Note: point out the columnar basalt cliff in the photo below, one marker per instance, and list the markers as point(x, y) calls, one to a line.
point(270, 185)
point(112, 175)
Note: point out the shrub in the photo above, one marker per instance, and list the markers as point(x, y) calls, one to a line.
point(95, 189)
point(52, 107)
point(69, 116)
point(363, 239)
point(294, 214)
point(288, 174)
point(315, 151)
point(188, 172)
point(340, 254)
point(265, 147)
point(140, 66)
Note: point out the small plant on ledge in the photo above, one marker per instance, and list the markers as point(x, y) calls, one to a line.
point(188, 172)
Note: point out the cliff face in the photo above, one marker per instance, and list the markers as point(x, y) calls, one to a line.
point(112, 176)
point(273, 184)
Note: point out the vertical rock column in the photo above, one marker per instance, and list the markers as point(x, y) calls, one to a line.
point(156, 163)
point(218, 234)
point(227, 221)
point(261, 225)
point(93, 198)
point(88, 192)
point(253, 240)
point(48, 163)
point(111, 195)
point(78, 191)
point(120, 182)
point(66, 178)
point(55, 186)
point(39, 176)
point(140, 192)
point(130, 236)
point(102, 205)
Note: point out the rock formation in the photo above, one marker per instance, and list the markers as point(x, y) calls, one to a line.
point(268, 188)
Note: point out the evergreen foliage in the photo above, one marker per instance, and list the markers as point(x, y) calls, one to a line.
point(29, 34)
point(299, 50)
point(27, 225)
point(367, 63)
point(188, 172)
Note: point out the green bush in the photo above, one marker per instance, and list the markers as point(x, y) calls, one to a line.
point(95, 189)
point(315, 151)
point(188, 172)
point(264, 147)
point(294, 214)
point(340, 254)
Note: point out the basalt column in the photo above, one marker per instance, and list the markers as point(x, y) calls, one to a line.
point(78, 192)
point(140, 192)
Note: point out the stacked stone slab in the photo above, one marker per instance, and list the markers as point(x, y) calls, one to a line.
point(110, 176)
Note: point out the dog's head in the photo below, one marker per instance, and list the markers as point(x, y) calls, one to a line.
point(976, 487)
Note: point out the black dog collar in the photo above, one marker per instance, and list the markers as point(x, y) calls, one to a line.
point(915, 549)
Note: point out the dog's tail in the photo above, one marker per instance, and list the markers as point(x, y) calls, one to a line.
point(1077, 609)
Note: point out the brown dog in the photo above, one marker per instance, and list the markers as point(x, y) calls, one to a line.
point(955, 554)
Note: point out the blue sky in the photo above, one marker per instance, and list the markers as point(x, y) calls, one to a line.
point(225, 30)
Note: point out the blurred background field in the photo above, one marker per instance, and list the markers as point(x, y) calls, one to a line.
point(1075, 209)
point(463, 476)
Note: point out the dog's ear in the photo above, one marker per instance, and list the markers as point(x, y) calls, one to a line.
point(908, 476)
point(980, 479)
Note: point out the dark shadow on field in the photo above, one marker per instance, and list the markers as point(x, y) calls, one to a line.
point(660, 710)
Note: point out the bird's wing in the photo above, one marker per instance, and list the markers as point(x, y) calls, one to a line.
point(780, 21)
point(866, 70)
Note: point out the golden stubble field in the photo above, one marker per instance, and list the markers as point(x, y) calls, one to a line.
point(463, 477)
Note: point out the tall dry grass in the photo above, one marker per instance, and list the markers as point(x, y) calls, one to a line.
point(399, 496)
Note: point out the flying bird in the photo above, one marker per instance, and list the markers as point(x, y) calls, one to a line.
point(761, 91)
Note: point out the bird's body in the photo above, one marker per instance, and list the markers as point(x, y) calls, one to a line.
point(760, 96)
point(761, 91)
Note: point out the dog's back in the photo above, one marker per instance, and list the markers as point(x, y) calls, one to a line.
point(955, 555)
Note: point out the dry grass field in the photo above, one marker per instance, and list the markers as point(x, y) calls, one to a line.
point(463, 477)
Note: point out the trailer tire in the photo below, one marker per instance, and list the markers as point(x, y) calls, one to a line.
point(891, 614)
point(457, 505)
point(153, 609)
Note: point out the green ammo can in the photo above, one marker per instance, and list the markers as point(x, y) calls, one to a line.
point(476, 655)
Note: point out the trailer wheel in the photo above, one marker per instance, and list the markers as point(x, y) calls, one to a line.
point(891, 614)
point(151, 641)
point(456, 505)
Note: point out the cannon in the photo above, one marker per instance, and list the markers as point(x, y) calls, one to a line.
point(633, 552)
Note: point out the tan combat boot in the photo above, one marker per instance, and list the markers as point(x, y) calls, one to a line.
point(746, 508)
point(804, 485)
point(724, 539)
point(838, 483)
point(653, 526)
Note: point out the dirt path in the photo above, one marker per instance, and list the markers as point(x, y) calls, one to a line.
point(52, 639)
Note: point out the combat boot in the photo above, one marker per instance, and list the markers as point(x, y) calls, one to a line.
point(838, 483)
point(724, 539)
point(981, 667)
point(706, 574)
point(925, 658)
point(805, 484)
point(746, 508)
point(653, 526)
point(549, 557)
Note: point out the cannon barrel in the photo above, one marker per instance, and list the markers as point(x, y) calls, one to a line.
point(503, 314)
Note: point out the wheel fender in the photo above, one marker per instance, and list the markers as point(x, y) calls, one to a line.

=-=-=-=-=

Please rewrite the material starting at its first line and ending at the line that contains "point(112, 175)", with "columnar basalt cliff" changed to "basalt rock wall" and everything else left as it is.

Note: point out the basalt rock wall in the photo below, one marker per instance, and list the markers as point(x, y) calls, one to a line.
point(270, 185)
point(112, 175)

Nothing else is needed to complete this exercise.